**GOAL OF THE EXERCISE:** Revise the part that opens with the line containing "Each <instance> describes" and closes with the line containing "box: [1, 340, 18, 353]", replacing "loose" with "approximate" and leaving everything else unchanged.

* * *

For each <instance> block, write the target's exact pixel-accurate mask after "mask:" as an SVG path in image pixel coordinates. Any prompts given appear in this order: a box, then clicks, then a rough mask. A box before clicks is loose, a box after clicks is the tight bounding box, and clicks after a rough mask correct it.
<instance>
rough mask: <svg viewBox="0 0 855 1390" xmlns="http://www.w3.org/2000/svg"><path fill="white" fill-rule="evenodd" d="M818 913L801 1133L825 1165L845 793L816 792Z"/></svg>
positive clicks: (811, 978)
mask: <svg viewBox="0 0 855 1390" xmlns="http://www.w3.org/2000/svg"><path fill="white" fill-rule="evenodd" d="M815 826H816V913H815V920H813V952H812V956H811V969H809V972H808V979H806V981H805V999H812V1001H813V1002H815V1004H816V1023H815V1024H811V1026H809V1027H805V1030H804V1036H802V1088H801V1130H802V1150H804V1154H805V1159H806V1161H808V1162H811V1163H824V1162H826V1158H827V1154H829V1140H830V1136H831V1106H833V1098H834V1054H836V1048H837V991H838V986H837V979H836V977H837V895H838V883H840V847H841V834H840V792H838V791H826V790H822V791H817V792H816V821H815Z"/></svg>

* * *

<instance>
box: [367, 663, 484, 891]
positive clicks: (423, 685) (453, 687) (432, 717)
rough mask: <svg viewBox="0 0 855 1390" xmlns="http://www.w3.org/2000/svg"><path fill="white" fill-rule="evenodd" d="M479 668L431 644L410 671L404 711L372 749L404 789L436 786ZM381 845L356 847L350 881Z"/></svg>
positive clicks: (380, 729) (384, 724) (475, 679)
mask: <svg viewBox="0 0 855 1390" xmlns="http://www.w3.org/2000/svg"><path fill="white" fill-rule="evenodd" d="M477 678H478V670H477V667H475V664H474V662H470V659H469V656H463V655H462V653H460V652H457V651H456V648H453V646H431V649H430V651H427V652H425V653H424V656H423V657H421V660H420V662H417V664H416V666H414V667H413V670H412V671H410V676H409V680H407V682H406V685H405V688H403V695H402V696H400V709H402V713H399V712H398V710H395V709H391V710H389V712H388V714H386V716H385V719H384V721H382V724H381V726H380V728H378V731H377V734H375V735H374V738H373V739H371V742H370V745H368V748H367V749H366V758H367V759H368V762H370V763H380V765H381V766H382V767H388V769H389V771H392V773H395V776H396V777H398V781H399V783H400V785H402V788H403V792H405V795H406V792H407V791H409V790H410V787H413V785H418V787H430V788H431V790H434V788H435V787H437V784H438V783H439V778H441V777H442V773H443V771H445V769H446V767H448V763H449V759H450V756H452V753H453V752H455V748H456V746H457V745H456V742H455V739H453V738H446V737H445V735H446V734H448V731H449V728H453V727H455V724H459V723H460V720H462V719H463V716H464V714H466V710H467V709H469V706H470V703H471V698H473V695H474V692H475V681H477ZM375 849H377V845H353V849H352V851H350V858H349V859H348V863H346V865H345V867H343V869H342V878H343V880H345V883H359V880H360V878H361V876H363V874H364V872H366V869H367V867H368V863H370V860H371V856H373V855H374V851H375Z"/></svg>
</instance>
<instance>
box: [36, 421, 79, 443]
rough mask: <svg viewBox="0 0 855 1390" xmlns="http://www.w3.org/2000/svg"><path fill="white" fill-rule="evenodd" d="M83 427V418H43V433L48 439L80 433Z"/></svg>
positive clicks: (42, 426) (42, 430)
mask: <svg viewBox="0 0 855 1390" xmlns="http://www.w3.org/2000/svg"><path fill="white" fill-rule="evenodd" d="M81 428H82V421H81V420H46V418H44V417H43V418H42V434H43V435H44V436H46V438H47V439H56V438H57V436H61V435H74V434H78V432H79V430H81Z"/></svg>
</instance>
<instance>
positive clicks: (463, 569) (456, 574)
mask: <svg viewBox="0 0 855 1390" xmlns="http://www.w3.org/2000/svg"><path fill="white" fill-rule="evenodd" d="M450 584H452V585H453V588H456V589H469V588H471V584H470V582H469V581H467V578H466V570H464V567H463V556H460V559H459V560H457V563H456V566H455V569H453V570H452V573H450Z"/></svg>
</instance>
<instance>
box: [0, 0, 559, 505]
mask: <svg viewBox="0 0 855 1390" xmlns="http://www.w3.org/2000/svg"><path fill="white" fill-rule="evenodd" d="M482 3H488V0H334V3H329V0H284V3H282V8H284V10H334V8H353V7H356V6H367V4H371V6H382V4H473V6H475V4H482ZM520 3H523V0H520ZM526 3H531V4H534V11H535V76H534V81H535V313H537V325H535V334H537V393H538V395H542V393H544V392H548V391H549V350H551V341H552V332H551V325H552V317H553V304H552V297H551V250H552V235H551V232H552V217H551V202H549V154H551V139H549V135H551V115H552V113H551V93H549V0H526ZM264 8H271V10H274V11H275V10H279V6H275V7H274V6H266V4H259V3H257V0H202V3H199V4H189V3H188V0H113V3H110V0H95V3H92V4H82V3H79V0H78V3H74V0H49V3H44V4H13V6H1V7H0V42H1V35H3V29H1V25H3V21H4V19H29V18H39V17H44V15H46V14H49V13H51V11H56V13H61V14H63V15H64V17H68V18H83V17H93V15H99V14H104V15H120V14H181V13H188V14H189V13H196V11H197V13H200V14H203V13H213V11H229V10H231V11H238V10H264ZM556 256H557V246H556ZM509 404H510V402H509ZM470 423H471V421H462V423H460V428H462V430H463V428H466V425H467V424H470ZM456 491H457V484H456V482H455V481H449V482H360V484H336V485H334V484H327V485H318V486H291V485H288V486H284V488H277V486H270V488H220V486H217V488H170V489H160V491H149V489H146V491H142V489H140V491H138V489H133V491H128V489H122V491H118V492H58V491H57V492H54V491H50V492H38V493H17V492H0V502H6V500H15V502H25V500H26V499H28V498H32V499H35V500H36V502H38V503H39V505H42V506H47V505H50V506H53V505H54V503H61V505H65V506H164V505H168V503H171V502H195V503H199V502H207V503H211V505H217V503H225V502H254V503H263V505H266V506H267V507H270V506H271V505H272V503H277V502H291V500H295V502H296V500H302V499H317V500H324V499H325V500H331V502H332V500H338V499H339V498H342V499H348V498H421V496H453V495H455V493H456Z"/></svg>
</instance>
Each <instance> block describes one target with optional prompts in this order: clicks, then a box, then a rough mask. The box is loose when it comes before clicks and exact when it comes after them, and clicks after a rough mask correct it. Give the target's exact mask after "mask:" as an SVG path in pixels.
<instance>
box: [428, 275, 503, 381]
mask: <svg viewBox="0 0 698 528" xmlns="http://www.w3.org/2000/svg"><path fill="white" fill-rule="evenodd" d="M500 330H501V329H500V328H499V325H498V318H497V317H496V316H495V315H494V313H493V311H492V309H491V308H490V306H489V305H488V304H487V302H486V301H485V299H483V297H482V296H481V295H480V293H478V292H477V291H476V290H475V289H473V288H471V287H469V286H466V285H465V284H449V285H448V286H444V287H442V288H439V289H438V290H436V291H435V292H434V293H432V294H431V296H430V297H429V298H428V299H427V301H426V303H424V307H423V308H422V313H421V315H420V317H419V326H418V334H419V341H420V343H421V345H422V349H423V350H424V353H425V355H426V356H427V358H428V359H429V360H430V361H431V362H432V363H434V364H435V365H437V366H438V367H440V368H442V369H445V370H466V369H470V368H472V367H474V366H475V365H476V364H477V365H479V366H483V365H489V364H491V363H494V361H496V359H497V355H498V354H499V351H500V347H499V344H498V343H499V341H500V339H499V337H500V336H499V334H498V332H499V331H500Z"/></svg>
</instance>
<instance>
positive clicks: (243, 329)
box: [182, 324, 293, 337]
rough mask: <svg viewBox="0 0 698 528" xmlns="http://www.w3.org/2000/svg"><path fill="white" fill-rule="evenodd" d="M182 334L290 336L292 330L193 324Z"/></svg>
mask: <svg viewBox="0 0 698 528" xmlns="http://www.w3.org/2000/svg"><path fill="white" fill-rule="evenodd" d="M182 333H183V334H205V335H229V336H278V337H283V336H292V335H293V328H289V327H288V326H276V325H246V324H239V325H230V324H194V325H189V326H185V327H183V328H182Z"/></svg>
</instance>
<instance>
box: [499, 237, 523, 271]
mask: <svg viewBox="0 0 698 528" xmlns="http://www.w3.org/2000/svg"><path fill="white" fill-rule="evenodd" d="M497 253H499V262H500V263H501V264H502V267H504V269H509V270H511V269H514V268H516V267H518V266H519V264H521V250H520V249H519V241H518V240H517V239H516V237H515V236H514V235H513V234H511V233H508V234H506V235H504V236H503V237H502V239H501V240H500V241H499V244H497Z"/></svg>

* * *

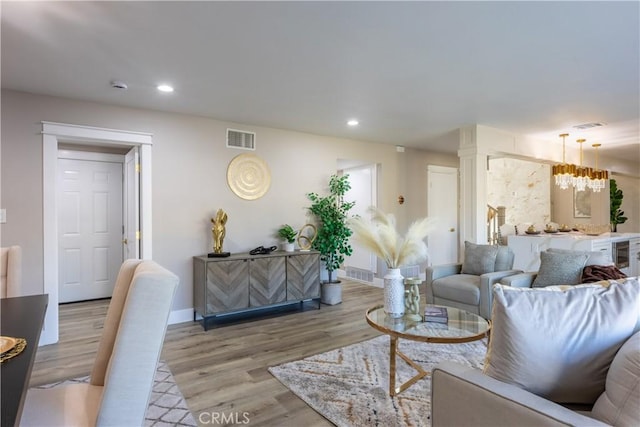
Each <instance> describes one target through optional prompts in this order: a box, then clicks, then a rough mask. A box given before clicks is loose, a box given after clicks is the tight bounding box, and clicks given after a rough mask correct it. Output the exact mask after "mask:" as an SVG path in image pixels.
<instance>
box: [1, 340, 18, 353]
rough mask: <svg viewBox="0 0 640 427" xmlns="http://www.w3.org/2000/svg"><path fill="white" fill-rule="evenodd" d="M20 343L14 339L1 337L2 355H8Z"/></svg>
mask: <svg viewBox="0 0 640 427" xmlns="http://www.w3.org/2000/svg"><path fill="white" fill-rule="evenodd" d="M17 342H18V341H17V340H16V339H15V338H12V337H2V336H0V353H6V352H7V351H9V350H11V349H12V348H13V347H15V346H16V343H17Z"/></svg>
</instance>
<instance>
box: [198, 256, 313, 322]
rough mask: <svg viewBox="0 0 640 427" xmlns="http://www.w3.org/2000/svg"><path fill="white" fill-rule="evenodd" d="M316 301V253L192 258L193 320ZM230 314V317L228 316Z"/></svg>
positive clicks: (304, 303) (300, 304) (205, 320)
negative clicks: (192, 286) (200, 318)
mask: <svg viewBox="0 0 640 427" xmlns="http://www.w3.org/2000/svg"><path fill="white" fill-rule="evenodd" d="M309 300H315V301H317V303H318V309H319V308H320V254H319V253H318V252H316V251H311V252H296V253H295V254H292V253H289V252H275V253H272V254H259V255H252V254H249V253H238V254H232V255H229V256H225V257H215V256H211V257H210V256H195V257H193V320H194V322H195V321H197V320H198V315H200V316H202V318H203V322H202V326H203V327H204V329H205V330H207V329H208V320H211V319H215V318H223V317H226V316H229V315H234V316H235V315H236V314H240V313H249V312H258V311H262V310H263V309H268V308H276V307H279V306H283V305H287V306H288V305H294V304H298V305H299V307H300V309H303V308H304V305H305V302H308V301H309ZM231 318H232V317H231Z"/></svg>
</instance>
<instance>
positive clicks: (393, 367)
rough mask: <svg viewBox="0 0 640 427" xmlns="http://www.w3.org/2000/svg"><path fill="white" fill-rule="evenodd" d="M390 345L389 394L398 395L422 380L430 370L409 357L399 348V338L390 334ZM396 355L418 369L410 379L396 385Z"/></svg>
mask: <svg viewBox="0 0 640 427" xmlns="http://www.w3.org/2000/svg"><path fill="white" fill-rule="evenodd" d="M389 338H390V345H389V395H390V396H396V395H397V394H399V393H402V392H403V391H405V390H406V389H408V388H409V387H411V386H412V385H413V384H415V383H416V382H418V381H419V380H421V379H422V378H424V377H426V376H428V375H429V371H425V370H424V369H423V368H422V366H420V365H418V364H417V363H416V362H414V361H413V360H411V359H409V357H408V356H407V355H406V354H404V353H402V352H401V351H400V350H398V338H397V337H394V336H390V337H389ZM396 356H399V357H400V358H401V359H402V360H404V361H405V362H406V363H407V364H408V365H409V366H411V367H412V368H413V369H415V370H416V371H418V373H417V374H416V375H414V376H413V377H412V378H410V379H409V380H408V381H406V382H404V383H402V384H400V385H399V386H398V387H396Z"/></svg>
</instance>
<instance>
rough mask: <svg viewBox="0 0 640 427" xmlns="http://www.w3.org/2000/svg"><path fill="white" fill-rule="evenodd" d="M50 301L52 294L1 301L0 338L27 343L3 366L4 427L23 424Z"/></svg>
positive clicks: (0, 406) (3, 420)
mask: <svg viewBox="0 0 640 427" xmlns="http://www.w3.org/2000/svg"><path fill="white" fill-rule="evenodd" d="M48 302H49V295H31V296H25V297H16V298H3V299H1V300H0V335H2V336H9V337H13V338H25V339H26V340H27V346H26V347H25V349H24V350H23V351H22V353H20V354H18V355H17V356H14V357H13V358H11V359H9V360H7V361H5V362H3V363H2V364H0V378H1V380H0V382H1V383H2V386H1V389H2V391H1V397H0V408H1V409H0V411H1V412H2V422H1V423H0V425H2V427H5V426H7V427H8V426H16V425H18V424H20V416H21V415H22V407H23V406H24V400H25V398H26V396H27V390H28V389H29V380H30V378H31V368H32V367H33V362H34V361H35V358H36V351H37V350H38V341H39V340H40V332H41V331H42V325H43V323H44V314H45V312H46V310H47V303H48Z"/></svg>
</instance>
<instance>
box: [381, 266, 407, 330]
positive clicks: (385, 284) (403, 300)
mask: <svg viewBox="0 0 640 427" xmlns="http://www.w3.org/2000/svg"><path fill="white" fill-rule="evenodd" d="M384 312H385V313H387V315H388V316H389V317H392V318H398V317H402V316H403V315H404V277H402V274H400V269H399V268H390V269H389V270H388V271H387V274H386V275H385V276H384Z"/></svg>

* * *

**WORKED SOLUTION:**
Each <instance> describes one target through optional prompts in this order: a box, then clicks, then a rough mask. A box given before clicks is approximate, a box given after clicks is the tight bounding box, and clicks given after a rough mask correct it. Output the exact mask after "mask:" as an SVG path in image pixels.
<instance>
box: [1, 340, 18, 353]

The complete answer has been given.